En 2011 c'est "Shadow of Damned" qui arrive dans nos consoles Xbox360 et PS3 et si Suda51 s'est associé à Shinji Mikami, créateur de la saga Resident Evil, et Akira Yamaoka, le compositeur de la musique de Silent Hill, la sauce ne prend pas, principalement à cause de l'implication d'Electronic Arts en tant que producteur, qui bride énormément les développeurs afin que le jeu ressemble plus à un action-shooter à la troisième personne, plus vendeur à cette période là. Si le coté "what-the-fuckesque", les allusions sexuelles et la violence sont bien là, ont sent qu'il manque quelque chose, le point de vue de la camera est parfois désagréable, la visée pénible, la difficulté horriblement mal gérée. Au final c'est Arthur Gies, journaliste chez IGN, qui résumera le mieux ce qu'on peut ressentir face à "Shadow of Damned" :"Si il semble que je me focalise sur le style de Shadow of Damned plutôt que sur son gameplay, c'est parce qu'il est difficile d'avoir un avis solide sur le genre de jeu qu'il tente d'être. [...] Il y a bien cette méchante plantureuse qui vous taquine un moment avant que vous puissiez la combattre, ce boss gigantesque dont le pont faible est un bijou fait de sang humain et une abondance de phases de tir à la troisième personne, mais rien de tout ça ne se démarque vraiment par rapport au style habituel pour lequel Suda est connu."
Si Akira Yamaoka à admit en 2012 qu'il aimerait beaucoup travailler sur une suite du jeu, l'opinion très négative de Suda51 sur EA suite à leur collaboration laisse peu de place à cette perspective.
due à une mauvaise gestion du scrolling.
En 2012 Grasshopper rencontre Digital Reality, un studio hongrois aux créations originales, de leur union nait le magnifique "Sine Mora" pour lequel Suda Goichi officie en tant que Designer. J'ai déjà rédigé ma critique de "Sine Mora", je vous invite donc à la lire si vous voulez en savoir plus sur le jeu, j'ajouterai simplement que même si le jeu à été critiqué pour son aspect trop simpliste pour les habitués du shoot'em up mais trop difficile pour les novices, il a été très bien accueilli grâce à sa qualité graphique indéniable et son univers particulier, complexe et attachant. Il est l'un des rares shmup avec un scénario aussi élaboré, qui nécessite plusieurs analyses, non seulement à cause de son sujet de voyage temporel dans lequel on s’emmêle les pinceaux au début mais aussi à cause de sa "vraie" fin qui ne se débloque qu'après avoir fini une première fois le jeu.
Si Sine Mora est d’abord une exclusivité Xbox Live Arcade son succès le portera ensuite vers Steam et le Playstation Network, pour le plus grand plaisir de ses créateurs et de leurs adeptes.

========================================

__Court exercice 1__
D'après le passage donné, quel journaliste d'IGN résume le mieux le ressenti face à "Shadow of Damned" ?

__Entrées fournies__
========================================

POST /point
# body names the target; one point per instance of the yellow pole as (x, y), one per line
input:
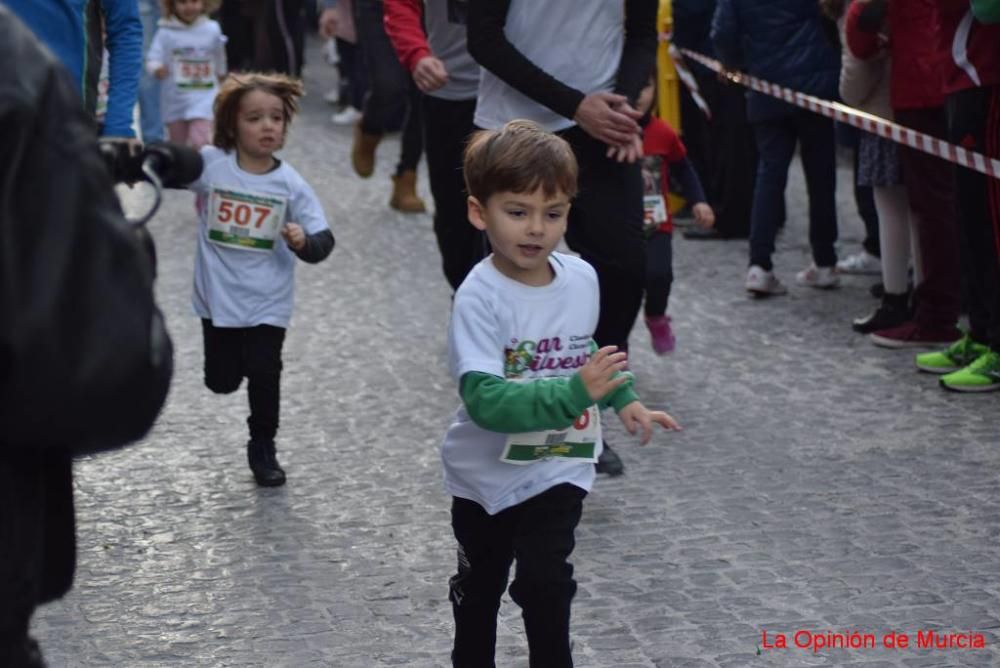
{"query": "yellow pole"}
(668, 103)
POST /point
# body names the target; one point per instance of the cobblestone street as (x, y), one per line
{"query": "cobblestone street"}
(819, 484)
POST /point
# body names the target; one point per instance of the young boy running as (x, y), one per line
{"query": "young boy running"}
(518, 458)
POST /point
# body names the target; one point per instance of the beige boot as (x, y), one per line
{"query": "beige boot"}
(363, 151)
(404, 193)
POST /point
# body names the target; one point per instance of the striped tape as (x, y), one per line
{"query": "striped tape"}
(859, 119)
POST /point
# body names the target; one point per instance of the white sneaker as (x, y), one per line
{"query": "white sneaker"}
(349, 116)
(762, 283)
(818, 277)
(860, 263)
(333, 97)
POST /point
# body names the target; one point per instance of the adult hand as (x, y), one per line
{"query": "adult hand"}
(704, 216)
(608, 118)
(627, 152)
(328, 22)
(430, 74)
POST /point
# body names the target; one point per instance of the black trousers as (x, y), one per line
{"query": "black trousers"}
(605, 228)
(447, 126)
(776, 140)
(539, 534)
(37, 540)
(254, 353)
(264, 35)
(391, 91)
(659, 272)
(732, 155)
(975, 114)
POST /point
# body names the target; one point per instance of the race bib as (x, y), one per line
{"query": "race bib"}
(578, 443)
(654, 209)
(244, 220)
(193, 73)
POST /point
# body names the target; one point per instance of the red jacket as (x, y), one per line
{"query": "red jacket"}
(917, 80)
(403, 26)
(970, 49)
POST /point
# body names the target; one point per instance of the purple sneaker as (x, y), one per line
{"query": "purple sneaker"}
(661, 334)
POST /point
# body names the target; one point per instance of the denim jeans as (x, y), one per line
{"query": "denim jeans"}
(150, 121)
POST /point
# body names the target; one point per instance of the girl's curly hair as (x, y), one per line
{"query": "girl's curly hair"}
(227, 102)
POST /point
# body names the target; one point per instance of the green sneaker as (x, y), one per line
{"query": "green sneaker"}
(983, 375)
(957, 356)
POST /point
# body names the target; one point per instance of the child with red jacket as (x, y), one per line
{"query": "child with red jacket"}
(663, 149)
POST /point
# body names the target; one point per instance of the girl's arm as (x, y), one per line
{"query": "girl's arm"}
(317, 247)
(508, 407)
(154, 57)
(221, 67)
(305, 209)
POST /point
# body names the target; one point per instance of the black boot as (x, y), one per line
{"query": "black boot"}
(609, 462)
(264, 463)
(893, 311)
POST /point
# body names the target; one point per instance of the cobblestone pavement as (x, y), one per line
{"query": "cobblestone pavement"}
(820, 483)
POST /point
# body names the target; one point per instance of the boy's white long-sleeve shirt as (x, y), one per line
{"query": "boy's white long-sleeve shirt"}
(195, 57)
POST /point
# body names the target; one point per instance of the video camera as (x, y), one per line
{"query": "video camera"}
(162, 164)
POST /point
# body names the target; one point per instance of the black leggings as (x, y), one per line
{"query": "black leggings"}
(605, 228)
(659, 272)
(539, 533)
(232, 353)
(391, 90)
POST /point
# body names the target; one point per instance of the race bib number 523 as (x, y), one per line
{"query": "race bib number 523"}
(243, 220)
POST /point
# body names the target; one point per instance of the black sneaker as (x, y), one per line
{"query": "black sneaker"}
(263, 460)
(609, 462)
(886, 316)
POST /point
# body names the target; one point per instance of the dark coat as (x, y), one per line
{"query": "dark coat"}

========================================

__Court exercice 2__
Affiche toutes les lignes des entrées qui contiennent le mot "girl".

__Réponse 1__
Arthur Gies.

__Réponse 2__
# body names the target; one point per instance of the girl's curly hair as (x, y), one per line
{"query": "girl's curly hair"}
# body names the target; one point per instance of the girl's arm as (x, y), one per line
{"query": "girl's arm"}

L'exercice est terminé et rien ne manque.